Reading text:
::::::::::
Kerala Might Be India’s Most Underrated GCC Location

Why Smart Firms Are Rethinking Where They Build in India

Hi everyone,    

Most firms don’t struggle to find talent. They struggle to keep it. 

In every conversation I have with accounting and professional service firms building teams in India, the story is the same.  

Hiring starts well in cities like Bengaluru, Mumbai, or Gurgaon. The pipeline looks strong. But within months, churn creeps in, and managers spend more time replacing talent than building capability. What should have been a scale advantage turns into an operational drag. 

The uncomfortable truth is that the problem is not access to talent. It is access to stable, dependable mid-level talent that compounds over time. And that is exactly where most firms are still looking in the wrong places. 

Kerala rarely makes the shortlist when firms think about GCC locations. It tends to sit outside the usual Bengaluru, Hyderabad, or Pune conversation. That is a miss. Because if you are solving for talent quality and long-term stability, Kerala is one of the few markets in India that quietly delivers both. 

Today, I bring you 3 unique advantages you get with Kerala as your next GCC destination!  

A Strong, Educated Talent Pool 

Kerala’s biggest advantage is not cost. It is the nature of its talent pool and how it evolves once it is inside your organisation.  

In most metro markets, firms hire quickly but spend months trying to bridge capability gaps. In Kerala, the baseline is different. The education system produces candidates who are not just technically qualified, but also able to understand context, apply judgement and grow into responsibility. 

In fact, Kerala combines the highest literacy rate in India at 96.2% with the top Human Development Index at nearly 0.78, reflecting a workforce that is both highly educated and broadly developed.
::::::::::
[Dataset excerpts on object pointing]
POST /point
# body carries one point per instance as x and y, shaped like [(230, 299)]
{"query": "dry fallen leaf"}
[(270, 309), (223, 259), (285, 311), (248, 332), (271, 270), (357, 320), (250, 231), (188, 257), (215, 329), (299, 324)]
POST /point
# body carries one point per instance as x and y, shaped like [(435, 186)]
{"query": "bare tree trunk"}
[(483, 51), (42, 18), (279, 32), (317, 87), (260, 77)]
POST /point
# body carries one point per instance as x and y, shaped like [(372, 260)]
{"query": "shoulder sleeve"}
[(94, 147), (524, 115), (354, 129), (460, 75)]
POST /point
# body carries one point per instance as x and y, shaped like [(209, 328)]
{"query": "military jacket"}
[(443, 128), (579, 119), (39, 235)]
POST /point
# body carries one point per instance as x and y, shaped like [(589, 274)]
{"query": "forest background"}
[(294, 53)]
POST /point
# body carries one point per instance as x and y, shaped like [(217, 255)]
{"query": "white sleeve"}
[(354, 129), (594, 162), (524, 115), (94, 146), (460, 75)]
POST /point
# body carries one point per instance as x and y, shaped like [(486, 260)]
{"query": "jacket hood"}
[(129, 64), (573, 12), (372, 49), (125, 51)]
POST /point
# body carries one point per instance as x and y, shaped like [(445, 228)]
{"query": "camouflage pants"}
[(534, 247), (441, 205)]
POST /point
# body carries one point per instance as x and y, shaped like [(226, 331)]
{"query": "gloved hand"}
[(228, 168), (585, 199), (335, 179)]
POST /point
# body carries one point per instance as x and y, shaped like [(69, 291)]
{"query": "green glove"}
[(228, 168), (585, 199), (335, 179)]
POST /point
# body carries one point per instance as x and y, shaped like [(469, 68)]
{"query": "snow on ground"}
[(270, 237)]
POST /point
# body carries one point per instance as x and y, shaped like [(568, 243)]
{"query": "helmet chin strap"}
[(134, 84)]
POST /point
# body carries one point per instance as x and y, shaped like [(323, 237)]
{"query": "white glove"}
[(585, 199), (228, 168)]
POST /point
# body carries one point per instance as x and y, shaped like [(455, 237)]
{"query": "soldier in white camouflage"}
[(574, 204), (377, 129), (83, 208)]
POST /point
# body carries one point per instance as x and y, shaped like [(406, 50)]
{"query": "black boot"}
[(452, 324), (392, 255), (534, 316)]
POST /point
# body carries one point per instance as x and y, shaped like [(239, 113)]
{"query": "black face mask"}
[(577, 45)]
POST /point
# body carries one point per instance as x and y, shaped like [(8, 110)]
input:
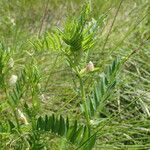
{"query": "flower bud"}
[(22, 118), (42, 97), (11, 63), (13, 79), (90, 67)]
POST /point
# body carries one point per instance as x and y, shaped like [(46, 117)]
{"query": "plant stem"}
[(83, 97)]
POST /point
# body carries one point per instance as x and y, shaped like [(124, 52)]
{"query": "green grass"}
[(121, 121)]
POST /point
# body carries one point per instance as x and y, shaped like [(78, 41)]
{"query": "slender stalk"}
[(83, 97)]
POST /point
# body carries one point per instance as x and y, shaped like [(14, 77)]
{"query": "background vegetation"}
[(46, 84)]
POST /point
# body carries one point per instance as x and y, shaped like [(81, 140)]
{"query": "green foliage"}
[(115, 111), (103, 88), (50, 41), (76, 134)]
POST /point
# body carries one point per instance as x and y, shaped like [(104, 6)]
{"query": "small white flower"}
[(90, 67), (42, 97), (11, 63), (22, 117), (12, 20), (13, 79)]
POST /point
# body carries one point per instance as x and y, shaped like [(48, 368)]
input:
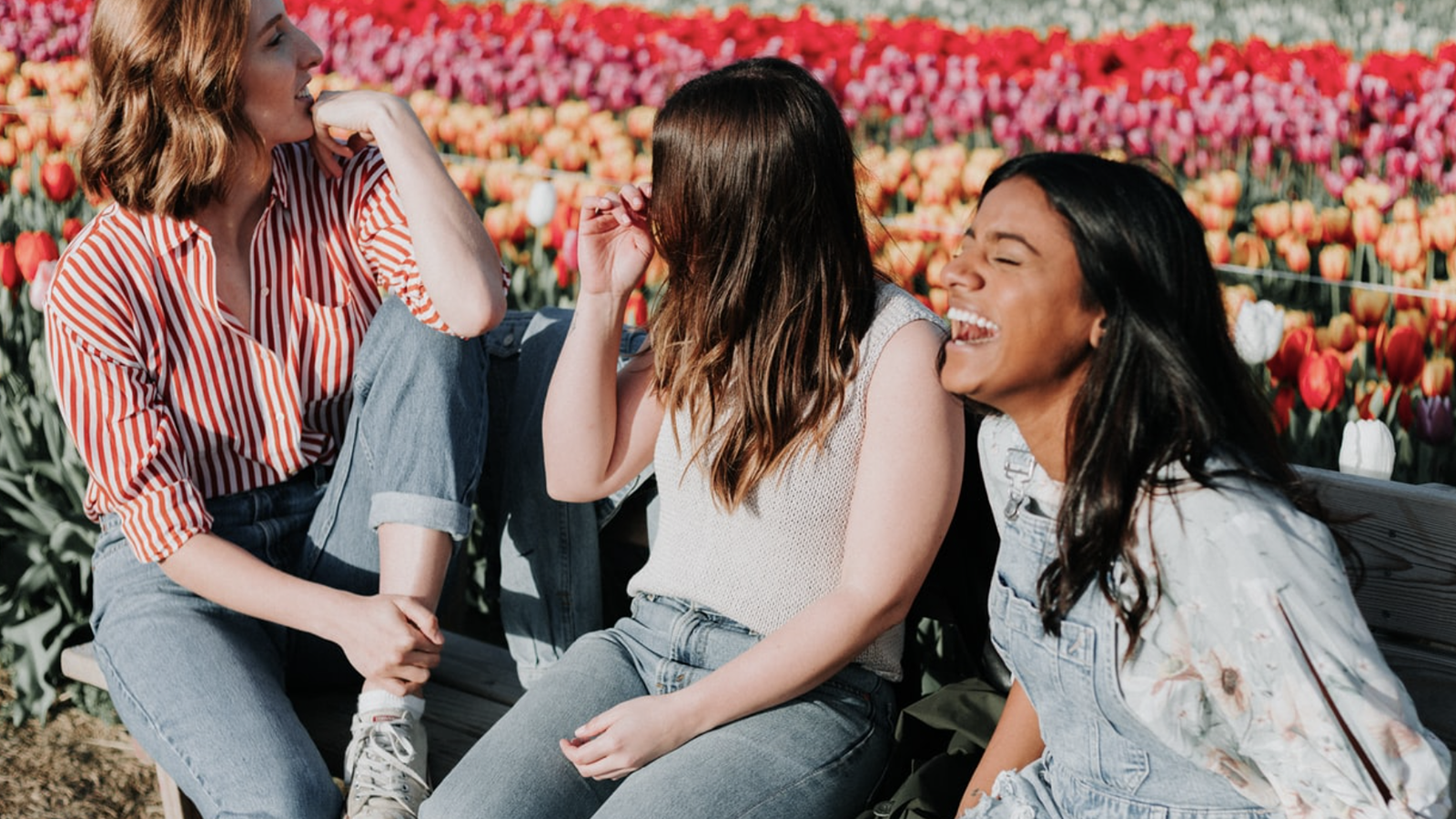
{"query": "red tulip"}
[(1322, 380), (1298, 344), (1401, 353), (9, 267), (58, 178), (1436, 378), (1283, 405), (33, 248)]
::::::::::
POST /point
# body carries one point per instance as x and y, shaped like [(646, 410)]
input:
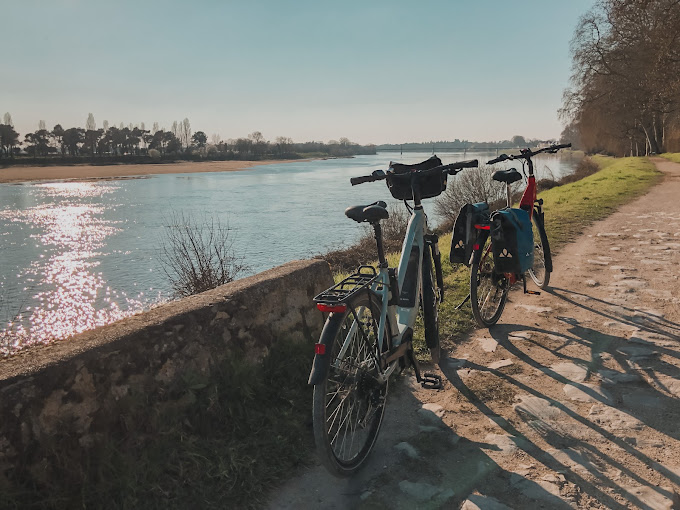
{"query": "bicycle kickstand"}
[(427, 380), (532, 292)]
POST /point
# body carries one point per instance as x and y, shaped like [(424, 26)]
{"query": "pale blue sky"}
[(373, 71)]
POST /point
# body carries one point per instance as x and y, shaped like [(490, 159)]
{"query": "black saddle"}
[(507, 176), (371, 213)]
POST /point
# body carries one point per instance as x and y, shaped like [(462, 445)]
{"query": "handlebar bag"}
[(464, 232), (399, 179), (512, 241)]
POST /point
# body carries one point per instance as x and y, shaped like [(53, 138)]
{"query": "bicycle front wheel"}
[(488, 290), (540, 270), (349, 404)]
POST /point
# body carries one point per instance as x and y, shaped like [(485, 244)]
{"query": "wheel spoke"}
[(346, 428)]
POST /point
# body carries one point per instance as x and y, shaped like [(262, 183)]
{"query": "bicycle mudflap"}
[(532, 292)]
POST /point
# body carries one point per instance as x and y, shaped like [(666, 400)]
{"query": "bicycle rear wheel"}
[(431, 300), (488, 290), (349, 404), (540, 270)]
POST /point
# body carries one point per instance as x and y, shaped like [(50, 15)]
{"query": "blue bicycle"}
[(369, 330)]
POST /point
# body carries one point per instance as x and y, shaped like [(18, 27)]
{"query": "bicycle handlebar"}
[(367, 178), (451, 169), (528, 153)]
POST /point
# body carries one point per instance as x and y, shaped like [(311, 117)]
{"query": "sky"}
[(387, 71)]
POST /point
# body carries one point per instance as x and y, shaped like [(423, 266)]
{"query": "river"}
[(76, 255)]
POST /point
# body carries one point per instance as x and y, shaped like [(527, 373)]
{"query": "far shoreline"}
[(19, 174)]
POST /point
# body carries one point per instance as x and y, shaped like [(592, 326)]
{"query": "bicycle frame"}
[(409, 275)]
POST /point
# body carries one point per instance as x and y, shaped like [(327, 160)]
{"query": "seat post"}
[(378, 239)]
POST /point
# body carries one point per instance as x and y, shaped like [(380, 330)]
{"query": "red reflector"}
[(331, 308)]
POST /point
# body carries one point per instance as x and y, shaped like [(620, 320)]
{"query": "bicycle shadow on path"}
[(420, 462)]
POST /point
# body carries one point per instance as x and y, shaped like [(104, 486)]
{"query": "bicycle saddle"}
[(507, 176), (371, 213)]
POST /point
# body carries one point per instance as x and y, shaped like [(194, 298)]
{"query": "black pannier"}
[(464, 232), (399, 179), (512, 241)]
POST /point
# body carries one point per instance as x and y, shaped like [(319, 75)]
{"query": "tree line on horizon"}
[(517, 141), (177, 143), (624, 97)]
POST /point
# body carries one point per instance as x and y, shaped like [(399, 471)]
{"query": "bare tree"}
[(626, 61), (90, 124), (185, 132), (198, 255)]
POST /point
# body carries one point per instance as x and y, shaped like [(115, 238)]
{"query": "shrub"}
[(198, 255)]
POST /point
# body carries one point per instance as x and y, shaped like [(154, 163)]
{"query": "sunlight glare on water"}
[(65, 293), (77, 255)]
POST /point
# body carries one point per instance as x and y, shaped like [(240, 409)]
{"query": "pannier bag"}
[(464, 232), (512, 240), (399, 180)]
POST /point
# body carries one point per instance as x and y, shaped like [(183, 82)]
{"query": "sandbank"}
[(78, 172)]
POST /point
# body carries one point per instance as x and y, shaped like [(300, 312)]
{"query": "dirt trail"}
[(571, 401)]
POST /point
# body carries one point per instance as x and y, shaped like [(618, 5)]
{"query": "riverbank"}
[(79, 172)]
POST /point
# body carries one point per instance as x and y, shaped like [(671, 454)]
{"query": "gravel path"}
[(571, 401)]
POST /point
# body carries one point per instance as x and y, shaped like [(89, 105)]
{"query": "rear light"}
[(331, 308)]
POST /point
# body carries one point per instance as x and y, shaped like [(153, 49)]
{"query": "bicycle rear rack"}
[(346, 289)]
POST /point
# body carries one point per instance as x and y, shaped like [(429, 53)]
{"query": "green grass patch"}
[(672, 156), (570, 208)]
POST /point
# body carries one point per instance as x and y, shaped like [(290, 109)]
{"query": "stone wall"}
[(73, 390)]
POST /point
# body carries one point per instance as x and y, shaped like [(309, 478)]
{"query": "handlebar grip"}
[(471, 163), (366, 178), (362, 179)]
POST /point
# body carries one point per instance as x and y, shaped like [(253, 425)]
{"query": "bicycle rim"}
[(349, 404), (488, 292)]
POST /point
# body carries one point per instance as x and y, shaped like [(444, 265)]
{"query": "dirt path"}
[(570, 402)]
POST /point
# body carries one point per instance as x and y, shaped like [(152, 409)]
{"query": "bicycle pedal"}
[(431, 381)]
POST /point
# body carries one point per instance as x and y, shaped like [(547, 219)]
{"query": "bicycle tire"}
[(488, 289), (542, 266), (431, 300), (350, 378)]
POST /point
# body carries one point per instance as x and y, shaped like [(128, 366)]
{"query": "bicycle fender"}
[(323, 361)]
::::::::::
Exercise goal:
Answer these questions from the article on Kerala as a GCC location:
1. In which three cities does the article say hiring starts well?
2. What does the article name as Kerala's biggest advantage?
3. What literacy rate does the article give for Kerala?

Exercise answer:
1. Bengaluru, Mumbai, and Gurgaon.
2. The nature of its talent pool and how it evolves once it is inside your organisation.
3. 96.2%.